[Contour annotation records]
# # # # # # #

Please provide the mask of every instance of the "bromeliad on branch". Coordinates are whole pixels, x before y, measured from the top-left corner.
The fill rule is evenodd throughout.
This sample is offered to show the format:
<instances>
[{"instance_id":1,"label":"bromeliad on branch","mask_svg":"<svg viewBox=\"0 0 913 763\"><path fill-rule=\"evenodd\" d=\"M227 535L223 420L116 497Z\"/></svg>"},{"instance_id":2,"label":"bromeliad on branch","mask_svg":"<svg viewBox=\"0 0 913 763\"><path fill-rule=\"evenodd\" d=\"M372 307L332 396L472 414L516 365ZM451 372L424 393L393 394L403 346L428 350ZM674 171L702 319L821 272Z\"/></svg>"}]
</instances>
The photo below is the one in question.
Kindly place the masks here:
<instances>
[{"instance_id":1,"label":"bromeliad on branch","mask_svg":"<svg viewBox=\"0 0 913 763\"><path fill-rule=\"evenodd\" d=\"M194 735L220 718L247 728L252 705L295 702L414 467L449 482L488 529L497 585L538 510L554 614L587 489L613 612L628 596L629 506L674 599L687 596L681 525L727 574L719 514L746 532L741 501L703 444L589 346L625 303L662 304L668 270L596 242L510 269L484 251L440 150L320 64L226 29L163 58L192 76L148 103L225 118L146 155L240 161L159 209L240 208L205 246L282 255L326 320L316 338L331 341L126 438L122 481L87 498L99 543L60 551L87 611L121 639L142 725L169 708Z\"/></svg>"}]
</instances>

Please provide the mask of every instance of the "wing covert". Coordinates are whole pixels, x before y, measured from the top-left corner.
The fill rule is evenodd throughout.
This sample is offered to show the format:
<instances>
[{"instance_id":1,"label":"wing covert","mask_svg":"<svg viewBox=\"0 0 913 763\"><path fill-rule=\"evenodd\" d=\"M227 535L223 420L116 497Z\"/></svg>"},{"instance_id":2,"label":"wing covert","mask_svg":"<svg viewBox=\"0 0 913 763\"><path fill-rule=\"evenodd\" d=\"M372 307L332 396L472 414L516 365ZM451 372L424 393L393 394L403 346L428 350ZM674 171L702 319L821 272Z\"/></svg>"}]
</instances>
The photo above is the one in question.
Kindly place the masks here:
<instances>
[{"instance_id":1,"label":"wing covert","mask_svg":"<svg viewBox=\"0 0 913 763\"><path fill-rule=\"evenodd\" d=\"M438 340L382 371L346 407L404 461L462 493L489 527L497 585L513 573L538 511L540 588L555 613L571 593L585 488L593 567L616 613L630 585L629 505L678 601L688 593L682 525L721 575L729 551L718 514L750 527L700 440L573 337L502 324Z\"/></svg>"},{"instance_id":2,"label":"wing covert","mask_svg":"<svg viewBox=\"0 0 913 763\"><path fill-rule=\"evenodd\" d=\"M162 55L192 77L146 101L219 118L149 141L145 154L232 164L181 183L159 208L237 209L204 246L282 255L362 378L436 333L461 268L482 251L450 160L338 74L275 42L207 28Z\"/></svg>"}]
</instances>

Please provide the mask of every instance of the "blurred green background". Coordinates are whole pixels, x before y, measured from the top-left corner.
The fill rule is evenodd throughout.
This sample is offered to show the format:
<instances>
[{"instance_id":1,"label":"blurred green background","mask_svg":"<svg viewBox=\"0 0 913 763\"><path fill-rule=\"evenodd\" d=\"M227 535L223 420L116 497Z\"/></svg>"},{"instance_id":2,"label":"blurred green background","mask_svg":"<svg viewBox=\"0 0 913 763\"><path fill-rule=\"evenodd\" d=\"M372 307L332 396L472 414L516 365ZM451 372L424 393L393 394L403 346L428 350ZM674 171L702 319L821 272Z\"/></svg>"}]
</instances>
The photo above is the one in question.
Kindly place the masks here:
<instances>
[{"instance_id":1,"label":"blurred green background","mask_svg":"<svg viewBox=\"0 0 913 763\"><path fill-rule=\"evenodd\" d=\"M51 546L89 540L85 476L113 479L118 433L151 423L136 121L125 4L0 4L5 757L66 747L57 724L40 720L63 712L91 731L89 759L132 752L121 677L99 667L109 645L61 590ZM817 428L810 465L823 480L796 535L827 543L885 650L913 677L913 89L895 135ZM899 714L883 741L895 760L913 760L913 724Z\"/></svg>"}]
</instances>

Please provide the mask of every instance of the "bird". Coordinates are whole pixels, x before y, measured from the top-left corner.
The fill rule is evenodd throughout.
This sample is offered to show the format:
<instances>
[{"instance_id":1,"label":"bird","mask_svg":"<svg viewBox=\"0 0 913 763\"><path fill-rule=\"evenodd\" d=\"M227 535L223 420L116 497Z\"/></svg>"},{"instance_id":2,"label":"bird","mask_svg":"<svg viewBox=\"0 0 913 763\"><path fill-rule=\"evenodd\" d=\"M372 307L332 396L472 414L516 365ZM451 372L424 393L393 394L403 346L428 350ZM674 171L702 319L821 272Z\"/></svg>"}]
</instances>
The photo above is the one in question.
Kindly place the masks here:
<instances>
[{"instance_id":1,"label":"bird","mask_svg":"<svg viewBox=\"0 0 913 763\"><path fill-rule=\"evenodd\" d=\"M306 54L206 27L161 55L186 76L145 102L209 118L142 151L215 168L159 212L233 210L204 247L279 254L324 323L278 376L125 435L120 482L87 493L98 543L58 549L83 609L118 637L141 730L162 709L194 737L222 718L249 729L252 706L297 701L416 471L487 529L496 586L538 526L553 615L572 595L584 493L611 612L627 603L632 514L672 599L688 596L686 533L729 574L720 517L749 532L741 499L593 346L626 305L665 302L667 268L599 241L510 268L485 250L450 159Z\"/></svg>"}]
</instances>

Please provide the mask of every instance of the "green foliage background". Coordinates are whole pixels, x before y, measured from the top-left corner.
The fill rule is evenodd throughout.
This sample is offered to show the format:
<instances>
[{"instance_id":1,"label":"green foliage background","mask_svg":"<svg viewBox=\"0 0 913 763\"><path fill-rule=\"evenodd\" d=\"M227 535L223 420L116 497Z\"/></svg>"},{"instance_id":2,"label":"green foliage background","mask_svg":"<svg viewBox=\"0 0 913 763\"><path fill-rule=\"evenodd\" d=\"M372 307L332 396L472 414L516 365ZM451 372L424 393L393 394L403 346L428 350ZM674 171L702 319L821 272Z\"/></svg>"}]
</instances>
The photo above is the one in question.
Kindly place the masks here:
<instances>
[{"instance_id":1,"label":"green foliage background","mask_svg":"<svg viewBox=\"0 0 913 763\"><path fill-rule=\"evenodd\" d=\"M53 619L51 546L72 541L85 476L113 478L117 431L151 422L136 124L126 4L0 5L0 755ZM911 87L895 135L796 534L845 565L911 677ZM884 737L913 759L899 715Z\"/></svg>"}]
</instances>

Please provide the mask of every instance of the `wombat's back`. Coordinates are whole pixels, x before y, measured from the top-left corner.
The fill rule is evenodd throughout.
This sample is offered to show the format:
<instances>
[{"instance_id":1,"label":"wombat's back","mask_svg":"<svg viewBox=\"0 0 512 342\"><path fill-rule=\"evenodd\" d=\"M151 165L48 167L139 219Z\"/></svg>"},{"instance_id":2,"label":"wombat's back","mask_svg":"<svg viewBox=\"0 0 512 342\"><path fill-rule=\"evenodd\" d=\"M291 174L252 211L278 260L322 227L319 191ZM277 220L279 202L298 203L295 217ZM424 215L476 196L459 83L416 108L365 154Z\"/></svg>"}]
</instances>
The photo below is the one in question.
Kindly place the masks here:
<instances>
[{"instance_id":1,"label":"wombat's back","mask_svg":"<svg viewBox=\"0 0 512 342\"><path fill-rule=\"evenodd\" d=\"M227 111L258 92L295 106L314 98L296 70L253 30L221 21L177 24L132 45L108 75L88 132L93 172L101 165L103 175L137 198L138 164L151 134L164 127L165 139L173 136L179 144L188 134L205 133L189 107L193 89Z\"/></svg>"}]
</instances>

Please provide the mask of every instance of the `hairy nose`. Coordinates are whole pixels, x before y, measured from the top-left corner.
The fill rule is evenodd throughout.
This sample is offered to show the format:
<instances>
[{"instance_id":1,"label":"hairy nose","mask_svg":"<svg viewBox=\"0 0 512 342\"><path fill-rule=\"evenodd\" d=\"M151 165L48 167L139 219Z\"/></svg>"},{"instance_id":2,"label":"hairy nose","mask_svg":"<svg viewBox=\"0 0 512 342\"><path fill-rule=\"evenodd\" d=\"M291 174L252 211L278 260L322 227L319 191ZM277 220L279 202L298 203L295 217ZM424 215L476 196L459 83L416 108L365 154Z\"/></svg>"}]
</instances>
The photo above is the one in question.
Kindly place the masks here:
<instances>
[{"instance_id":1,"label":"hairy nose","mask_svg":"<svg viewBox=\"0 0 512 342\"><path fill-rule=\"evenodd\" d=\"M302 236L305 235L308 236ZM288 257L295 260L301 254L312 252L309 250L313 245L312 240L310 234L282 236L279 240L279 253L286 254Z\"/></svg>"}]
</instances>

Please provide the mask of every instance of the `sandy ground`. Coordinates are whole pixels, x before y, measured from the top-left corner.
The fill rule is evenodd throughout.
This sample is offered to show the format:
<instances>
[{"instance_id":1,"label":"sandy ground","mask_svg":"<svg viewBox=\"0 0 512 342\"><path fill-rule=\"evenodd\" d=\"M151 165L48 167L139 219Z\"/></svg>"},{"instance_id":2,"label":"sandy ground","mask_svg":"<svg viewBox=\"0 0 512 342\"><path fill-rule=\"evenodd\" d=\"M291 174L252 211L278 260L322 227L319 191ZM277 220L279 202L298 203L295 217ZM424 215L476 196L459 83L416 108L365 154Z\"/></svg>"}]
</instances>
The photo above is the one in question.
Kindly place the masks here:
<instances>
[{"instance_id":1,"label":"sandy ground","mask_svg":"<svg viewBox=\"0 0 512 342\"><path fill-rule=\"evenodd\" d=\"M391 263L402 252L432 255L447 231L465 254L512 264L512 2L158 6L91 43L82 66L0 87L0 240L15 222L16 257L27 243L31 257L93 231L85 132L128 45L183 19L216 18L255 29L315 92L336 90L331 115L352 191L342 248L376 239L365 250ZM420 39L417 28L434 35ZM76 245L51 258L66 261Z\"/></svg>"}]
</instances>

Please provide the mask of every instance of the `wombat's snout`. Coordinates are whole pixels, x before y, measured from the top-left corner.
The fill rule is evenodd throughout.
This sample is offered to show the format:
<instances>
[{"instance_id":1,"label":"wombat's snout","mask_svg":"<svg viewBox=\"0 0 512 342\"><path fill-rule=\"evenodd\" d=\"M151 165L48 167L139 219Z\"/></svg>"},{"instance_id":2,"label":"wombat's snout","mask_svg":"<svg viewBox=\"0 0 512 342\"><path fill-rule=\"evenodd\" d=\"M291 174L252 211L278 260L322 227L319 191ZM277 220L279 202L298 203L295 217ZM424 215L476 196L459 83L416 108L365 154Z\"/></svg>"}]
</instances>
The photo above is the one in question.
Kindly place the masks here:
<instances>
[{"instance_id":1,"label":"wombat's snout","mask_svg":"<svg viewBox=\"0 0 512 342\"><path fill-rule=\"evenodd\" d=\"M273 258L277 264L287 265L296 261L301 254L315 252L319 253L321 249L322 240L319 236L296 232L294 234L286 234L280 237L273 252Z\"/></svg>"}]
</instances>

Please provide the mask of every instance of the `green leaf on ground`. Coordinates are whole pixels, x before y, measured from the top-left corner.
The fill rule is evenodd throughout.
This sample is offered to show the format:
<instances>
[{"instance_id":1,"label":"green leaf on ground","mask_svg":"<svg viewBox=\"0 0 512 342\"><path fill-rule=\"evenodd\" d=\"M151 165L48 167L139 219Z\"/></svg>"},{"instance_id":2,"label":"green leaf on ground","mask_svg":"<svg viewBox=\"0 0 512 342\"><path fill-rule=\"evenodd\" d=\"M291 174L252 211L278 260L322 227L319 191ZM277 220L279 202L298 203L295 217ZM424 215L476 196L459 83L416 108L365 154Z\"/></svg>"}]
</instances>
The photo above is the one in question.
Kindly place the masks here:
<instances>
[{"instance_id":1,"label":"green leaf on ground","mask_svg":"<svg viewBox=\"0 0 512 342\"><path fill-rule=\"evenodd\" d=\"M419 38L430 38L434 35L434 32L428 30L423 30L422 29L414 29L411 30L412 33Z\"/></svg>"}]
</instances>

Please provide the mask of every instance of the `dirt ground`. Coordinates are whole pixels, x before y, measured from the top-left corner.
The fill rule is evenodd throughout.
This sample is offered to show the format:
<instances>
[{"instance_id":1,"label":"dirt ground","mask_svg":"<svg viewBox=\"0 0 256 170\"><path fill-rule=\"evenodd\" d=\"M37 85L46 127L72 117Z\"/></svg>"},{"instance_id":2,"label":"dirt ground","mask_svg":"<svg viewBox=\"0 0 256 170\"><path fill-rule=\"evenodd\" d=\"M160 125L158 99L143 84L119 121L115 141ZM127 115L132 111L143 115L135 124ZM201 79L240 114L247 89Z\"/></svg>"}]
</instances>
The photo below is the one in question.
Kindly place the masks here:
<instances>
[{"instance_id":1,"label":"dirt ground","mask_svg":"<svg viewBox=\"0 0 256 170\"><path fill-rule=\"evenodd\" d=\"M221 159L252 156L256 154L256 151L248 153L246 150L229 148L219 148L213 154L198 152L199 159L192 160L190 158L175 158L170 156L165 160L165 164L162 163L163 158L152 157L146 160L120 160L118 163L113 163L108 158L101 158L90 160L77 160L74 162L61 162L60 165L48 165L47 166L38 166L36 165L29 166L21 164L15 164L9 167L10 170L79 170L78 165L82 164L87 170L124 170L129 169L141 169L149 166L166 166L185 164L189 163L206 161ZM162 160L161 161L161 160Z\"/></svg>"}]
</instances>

# # # # # # #

* PROBLEM DESCRIPTION
Please tally the lines of the records that contain the word "blurred". Give only the number.

* RESPONSE
3